[openib-general] Getting rid of pinned memory requirement

Mon Mar 14 17:35:31 PST 2005

> -----Original Message-----
> From: Troy Benjegerdes [mailto:hozer at hozed.org] 
> Sent: Monday, March 14, 2005 5:06 PM
> To: Caitlin Bestler
> Cc: openib-general at openib.org
> Subject: Re: [openib-general] Getting rid of pinned memory requirement
> 
> > 
> > The key is that the entire operation either has to be fast 
> > enough so that no connection or application session layer
> > time-outs occur, or an end-to-end agreement to suspend the
> > connetion is a requirement. The first option seems more
> > plausible to me, the second essentially 
> > reuqires extending the CM protocol. That's a tall order even for 
> > InfiniBand, and it's even worse for iWARP where the CM 
> > functionality typically ends when the connection is established.
>  
> I'll buy the good network design argument.
> 
> I suppose if the kernel wants to revoke a card's pinned 
> memory, we should be able to guarantee that it gets new 
> pinned memory within a bounded time. What sort of timing do 
> we need? Milliseconds?
> Microseconds?
>
> In the case of iWarp, isn't this just TCP underneath? If so, 
> can't we just drop any packets in the pipe on the floor and 
> let them get retransmitted? (I suppose the same argument goes 
> for infiniband..
> what sort of a time window do we have for retransmission?)
> 
> What are the limits on end-to-end flow control in IB and iWarp?
> 

>From the RDMA Provider's perspective, the short answer is
"quick enough so that I don't have to do anything heroic
to keep the connection alive."

With TCP you also have to add "and healthy". If you've ever
had a long download that got effectively stalled by a burst
of noise and you just hit the 'reload' button on your browser
then you know what I'm talking about.

But in transport neutral terms I would think that
one RTT is definitely safe -- that much data could have
been dropped by one switch failure or one nasty spike in
inbound noise.

> > 
> > Yes, there are limits on how much memory you can mlock, or even 
> > allocate. Applications are required to reqister memory precisely 
> > because the required guarantess are not there by default. 
> Eliminating 
> > those guarantees *is* effectively rewriting every RDMA application 
> > without even letting them know.
> 
> Some of this argument is a policy issue, which I would argue 
> shouldn't be hard-coded in the code or in the network hardware.

* STATED TASK A
In the entries, reproduce the part that opens with the line containing "Ground hiker in" and closes with the line containing "[0, 342, 296, 403]", requests included, adding 38 to every bounding-box coordinate in the answers. Give only those lines.

* THE RECORDS
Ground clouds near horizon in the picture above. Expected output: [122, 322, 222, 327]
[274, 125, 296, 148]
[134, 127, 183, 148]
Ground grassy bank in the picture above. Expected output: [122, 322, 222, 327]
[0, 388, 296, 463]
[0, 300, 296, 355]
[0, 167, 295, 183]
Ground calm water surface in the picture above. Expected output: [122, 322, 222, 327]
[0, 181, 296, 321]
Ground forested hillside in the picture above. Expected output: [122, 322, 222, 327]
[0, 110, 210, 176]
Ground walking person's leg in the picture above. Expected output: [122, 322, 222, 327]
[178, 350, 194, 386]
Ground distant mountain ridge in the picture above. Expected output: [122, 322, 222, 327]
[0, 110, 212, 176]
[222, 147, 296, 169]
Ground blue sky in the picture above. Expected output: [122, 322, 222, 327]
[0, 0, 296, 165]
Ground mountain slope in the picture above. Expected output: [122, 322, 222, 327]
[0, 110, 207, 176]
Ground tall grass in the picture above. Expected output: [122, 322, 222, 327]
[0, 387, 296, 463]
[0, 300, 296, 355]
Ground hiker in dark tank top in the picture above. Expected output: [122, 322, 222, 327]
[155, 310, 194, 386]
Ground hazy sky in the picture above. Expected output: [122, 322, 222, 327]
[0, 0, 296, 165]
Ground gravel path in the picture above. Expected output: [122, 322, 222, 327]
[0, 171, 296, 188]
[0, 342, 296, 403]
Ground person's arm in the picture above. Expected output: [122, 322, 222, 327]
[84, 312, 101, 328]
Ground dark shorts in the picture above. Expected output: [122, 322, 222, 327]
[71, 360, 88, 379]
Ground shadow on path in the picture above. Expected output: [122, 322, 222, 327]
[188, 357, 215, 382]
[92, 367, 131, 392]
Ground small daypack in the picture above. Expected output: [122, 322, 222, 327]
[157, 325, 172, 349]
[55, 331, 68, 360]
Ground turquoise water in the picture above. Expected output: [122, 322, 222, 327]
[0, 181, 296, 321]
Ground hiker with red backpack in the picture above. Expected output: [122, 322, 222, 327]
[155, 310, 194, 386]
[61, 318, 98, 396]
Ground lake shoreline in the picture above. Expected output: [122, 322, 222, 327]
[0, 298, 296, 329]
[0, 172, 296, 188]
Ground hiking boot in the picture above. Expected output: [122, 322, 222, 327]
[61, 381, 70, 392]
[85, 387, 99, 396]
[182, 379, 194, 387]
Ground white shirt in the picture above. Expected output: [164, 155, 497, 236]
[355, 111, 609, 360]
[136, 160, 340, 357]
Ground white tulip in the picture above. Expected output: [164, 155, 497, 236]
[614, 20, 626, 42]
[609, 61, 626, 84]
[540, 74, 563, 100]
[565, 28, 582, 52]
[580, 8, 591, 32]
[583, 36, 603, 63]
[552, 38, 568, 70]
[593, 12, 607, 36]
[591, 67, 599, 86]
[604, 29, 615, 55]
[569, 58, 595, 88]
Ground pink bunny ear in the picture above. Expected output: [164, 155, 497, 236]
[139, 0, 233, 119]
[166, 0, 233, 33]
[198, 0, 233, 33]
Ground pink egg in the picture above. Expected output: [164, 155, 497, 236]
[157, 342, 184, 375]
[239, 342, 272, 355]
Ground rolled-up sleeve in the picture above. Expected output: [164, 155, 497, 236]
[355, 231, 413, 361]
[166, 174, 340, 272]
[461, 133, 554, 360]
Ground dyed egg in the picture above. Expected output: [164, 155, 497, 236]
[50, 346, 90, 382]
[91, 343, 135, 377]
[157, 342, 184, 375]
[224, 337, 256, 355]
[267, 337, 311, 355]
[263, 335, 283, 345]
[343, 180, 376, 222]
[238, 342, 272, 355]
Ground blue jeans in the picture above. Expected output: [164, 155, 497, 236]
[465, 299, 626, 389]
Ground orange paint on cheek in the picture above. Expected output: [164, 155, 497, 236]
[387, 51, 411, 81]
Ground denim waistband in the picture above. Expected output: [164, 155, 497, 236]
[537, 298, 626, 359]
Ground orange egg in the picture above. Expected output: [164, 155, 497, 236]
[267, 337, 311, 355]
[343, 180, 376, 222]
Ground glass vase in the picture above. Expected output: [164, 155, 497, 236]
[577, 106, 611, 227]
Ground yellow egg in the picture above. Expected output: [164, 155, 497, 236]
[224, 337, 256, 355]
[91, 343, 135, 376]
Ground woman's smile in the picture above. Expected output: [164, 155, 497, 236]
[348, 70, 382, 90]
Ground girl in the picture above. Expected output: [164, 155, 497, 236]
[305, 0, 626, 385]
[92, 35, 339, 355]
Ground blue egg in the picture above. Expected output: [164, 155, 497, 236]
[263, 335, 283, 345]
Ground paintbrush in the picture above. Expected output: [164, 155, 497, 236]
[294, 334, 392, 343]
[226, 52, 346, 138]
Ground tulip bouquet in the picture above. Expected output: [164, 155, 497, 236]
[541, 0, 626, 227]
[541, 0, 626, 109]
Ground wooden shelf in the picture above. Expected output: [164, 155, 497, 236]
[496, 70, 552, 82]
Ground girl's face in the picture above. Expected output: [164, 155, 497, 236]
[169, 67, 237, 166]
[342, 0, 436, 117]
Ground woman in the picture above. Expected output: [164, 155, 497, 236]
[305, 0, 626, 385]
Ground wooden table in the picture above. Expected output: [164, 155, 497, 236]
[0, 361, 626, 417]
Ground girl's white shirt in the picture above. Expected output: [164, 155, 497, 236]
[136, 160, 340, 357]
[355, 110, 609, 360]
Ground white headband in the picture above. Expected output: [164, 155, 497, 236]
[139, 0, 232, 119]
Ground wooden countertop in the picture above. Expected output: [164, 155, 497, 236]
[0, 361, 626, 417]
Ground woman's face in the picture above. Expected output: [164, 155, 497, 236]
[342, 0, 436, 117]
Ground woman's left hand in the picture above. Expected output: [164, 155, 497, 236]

---

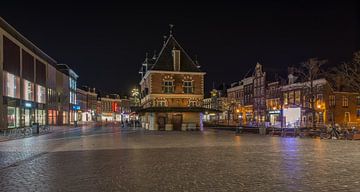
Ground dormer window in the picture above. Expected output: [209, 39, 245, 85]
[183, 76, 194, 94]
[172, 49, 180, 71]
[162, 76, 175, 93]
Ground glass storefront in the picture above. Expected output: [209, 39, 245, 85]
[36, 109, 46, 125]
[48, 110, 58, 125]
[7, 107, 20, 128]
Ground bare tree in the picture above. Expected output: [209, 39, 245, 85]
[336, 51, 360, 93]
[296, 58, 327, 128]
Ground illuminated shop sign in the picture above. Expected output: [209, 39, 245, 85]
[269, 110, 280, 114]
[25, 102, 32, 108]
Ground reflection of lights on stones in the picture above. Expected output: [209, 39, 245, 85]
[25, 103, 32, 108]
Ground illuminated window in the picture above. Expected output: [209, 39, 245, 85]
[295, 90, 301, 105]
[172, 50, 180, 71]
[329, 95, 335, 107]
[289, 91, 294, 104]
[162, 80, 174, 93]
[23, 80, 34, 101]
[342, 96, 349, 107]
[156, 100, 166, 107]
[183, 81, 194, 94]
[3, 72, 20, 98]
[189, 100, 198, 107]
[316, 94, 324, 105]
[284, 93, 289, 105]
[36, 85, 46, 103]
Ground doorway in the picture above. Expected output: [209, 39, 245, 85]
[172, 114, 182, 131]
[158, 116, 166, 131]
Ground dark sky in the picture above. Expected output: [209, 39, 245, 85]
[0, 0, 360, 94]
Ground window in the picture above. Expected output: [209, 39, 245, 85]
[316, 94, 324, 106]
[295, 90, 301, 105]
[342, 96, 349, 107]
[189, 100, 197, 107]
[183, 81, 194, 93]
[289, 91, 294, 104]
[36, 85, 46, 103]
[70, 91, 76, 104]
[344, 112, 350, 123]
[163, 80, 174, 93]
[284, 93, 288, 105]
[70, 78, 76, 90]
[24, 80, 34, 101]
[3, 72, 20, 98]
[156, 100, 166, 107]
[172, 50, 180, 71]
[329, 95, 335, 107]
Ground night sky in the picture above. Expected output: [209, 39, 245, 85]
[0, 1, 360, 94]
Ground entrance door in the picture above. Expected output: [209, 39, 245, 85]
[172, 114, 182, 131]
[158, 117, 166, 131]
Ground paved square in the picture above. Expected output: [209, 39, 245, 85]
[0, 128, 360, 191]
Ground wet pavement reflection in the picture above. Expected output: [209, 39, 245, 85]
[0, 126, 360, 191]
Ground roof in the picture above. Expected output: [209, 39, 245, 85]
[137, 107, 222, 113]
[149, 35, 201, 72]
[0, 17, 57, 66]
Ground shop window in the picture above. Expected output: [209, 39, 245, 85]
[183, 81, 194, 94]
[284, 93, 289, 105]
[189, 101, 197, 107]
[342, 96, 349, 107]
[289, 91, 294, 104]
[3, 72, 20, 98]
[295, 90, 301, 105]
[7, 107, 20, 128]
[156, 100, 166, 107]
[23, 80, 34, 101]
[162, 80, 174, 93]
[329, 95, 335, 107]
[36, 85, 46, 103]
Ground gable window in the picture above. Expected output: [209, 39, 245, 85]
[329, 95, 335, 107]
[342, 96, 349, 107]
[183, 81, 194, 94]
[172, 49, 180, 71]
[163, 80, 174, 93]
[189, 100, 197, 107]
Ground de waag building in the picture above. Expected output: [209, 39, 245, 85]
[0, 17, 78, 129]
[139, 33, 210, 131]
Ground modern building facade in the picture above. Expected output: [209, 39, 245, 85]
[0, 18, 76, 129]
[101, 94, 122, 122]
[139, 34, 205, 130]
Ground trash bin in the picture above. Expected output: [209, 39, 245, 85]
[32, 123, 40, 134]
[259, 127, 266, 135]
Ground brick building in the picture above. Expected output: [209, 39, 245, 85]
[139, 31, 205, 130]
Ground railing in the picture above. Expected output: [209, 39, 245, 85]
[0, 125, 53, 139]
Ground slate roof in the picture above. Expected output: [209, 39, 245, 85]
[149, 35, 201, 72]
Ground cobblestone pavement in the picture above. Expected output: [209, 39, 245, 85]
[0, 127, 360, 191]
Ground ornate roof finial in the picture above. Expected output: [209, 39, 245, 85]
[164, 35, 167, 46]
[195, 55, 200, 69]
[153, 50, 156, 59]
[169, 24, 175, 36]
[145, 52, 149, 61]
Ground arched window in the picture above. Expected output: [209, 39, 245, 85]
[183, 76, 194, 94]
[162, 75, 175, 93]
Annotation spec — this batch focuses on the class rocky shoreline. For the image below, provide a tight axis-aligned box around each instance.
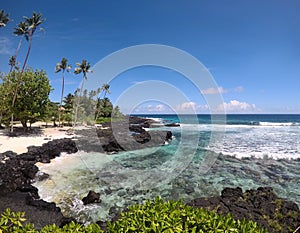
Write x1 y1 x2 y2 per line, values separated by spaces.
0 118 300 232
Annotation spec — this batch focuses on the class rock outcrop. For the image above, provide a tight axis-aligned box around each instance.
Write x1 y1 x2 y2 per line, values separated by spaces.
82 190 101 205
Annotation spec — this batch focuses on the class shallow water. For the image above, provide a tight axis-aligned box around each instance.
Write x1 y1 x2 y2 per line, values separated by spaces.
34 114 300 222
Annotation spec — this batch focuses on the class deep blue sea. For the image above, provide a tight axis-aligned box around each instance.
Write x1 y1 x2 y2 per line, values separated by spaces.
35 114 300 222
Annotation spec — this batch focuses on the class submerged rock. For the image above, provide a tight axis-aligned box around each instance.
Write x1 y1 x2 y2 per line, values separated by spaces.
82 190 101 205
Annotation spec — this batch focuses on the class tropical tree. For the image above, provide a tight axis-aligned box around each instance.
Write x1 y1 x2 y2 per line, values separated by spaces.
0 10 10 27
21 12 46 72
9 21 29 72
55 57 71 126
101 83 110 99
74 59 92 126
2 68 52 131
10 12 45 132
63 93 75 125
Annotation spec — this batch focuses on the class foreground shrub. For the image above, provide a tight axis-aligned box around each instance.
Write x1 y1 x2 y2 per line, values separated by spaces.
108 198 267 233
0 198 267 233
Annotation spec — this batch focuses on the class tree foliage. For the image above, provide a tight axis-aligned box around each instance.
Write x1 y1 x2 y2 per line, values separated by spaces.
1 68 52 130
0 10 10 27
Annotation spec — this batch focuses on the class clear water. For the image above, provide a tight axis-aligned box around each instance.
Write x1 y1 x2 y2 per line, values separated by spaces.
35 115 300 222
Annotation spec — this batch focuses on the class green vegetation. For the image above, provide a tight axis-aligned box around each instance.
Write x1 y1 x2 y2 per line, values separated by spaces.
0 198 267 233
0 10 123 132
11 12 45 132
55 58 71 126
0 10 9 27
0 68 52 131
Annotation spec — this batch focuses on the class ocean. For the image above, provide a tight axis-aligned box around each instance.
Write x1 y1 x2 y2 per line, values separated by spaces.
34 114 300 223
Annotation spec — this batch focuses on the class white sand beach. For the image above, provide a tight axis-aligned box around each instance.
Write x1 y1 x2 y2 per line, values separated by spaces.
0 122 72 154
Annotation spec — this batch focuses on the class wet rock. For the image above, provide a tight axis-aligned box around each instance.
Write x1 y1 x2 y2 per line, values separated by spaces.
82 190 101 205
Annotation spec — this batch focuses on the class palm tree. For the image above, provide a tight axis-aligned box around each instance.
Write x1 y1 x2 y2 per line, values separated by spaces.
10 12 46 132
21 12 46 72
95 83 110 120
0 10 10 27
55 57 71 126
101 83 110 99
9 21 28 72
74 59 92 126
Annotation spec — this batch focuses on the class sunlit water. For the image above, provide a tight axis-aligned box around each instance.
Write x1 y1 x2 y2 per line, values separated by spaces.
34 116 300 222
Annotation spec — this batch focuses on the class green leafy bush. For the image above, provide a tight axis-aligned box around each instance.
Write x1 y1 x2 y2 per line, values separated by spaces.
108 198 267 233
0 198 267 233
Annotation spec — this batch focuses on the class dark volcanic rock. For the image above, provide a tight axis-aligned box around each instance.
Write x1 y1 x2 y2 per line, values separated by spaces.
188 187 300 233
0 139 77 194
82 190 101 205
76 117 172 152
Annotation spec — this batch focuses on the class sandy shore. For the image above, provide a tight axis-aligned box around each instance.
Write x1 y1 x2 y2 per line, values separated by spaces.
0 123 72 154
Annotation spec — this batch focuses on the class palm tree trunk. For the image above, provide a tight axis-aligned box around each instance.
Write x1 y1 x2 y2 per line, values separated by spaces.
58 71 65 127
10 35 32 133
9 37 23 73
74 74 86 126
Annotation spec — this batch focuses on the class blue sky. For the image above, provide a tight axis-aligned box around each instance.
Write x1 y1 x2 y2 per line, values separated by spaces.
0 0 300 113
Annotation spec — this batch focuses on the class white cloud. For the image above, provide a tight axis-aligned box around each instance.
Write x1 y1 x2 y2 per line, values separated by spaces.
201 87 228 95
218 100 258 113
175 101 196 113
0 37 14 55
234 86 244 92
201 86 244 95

* STATED TASK B
Write out the part of the pinned-memory thread that opens with the words containing "But in transport" and closes with "there by default.".

* REPLY A
Ground hiker in dark tank top in the picture above. Expected output: [122, 322, 222, 327]
[193, 348, 232, 424]
Ground hazy sky in the picture above. Expected output: [122, 322, 222, 327]
[38, 38, 334, 203]
Ground gravel path in the picture above. Expected output: [122, 322, 222, 327]
[38, 209, 334, 226]
[38, 380, 334, 441]

* REPLY B
But in transport neutral terms I would think that
one RTT is definitely safe -- that much data could have
been dropped by one switch failure or one nasty spike in
inbound noise.

> > 
> > Yes, there are limits on how much memory you can mlock, or even 
> > allocate. Applications are required to reqister memory precisely 
> > because the required guarantess are not there by default.